▶ _SUPPLIED INFORMATION_:
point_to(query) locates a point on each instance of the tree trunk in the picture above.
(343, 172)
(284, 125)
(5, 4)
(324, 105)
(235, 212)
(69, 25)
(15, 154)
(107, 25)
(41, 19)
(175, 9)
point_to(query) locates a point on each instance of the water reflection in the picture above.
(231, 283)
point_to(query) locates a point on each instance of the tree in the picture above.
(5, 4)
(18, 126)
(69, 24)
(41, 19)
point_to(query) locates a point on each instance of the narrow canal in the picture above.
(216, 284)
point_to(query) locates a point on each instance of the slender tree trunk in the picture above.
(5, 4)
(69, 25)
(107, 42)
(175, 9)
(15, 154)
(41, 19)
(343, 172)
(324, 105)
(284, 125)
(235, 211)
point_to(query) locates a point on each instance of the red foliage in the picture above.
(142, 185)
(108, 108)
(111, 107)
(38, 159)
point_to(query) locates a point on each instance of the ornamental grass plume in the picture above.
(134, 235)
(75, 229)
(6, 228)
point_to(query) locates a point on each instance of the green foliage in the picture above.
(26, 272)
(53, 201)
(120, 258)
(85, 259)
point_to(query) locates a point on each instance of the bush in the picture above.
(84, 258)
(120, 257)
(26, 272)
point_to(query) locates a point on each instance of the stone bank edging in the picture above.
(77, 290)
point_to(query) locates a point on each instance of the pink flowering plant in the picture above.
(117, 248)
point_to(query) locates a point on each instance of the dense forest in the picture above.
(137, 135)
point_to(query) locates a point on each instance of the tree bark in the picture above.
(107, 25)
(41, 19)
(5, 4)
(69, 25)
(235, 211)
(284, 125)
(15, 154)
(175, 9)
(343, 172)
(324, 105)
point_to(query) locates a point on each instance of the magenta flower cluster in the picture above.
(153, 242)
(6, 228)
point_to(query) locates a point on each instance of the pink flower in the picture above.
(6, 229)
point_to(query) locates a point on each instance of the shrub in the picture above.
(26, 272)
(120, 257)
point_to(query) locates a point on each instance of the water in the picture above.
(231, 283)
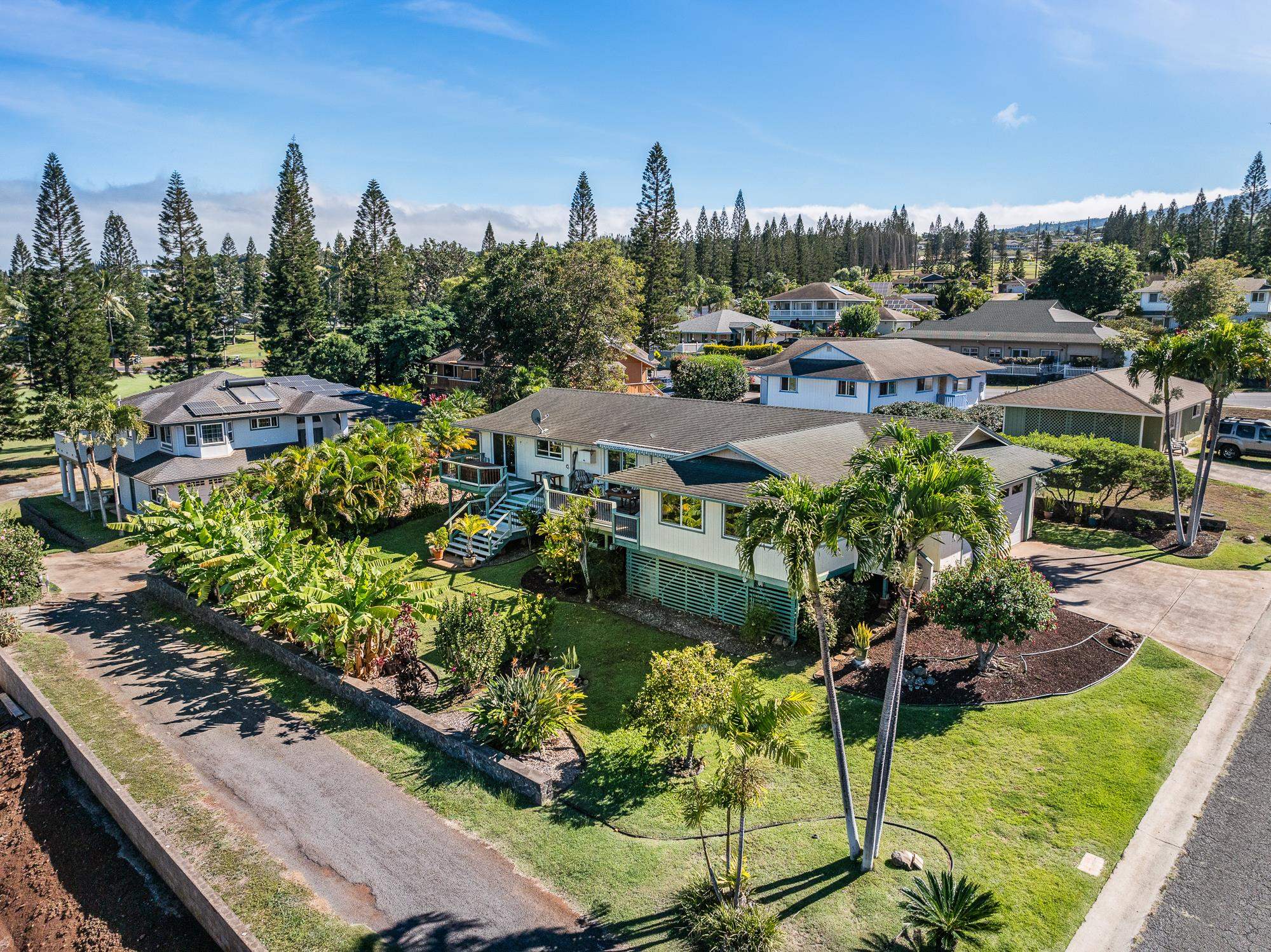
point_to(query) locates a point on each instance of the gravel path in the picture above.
(1220, 897)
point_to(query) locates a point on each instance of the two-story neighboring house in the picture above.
(857, 374)
(1155, 299)
(676, 475)
(813, 308)
(207, 429)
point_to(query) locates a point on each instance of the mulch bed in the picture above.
(67, 881)
(942, 669)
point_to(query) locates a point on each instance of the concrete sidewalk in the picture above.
(1136, 884)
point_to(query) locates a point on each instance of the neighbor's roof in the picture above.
(721, 322)
(1104, 392)
(1035, 321)
(819, 292)
(222, 395)
(867, 359)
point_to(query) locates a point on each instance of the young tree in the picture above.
(992, 603)
(682, 697)
(67, 336)
(374, 270)
(129, 327)
(859, 321)
(292, 306)
(184, 316)
(904, 489)
(583, 213)
(799, 520)
(655, 248)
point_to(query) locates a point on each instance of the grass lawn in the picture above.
(282, 912)
(1019, 792)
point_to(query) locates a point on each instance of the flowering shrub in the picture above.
(522, 711)
(21, 561)
(472, 636)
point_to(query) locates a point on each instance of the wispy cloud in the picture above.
(1011, 118)
(463, 16)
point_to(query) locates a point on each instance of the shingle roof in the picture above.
(1104, 392)
(231, 396)
(819, 292)
(869, 359)
(721, 322)
(1040, 321)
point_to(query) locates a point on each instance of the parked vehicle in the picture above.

▶ _REQUIREMENTS_:
Pictures are excluded; repeat every record exactly.

▶ _EXERCISE RESULT_:
point_to(query) locates a point on each instance of the tree trunk in the picture above.
(343, 172)
(284, 125)
(5, 4)
(324, 105)
(235, 212)
(69, 25)
(15, 154)
(107, 25)
(41, 19)
(175, 9)
point_to(query) locates a point on each instance of the water reflection in the picture above.
(231, 283)
point_to(query) locates a point on each instance of the tree in the picture above.
(5, 4)
(18, 126)
(69, 24)
(41, 19)
point_to(query) locates a point on each instance of the narrow canal in the picture above.
(216, 284)
point_to(query) locates a point on each instance of the slender tree trunk in the picture above.
(5, 4)
(69, 25)
(107, 42)
(175, 9)
(15, 154)
(41, 19)
(343, 172)
(324, 105)
(284, 125)
(235, 211)
point_to(query) locates a point on each instance of the red foliage in the picture above.
(142, 185)
(108, 108)
(111, 107)
(38, 159)
point_to(query) locates a point on each instance of the ornamental grass plume in the picture above.
(134, 235)
(75, 229)
(6, 228)
point_to(query) locates a point on each instance of the green foliage in the picture above.
(26, 272)
(53, 201)
(120, 258)
(85, 259)
point_to(query) locates a point on each instance of the bush in the picture above.
(84, 258)
(120, 257)
(26, 272)
point_to(query) locates a point on each instance of the stone bank edging in the picture above.
(77, 290)
point_to(query) locates a point on each instance of the pink flowering plant in the picture above.
(117, 248)
point_to(query) locates a point on each instance of the dense forest in the picture above.
(137, 135)
point_to(query) locates a point on each instance of the tree bark in the picture above.
(107, 25)
(41, 19)
(5, 4)
(69, 25)
(235, 211)
(284, 125)
(15, 154)
(175, 9)
(343, 172)
(324, 105)
point_to(query) locates a point on each instance of the magenta flower cluster in the picture above.
(153, 242)
(6, 228)
point_to(query) locates a point on each instance of the pink flower in the picture above.
(6, 229)
point_to(query) locates a point on each instance of the shrub in the picture above.
(26, 272)
(120, 257)
point_to(query) locates a point on each instance of the water in the picture above.
(231, 283)
point_to(query) locates a point on each instance of the gravel path in the picture above.
(1220, 897)
point_to(query) locates a point on each instance of the two-story neighboring house in the picture above.
(857, 374)
(1155, 299)
(676, 475)
(813, 308)
(207, 429)
point_to(query) locates a point on each instance of the mulch bed in the picture above.
(67, 881)
(942, 669)
point_to(query) locates a point on each instance of the concrete sidewalk in the picture above.
(1136, 884)
point_to(query) locates a point on each instance of the neighbor's roof in the picture above.
(721, 322)
(1104, 392)
(1035, 321)
(819, 292)
(222, 395)
(867, 359)
point_to(query) locates a point on each instance of the young tree in the picture above.
(992, 603)
(682, 697)
(67, 336)
(374, 270)
(129, 327)
(859, 321)
(292, 306)
(184, 316)
(904, 489)
(583, 213)
(799, 520)
(655, 248)
point_to(query) locates a point on each instance of the grass lawn in the picture above.
(282, 912)
(1019, 792)
point_to(query) locates a point on each instance of the flowering shrub in the picture above.
(522, 711)
(21, 561)
(472, 636)
point_to(query) locates a point on each instance of the wispy cloud in the picture above.
(1011, 118)
(463, 16)
point_to(query) locates a point on each instance of the shingle roof in the picture above.
(1104, 392)
(231, 396)
(819, 292)
(869, 359)
(721, 322)
(1040, 321)
point_to(query) locates a point on each instance of the parked vehicle in the picture above.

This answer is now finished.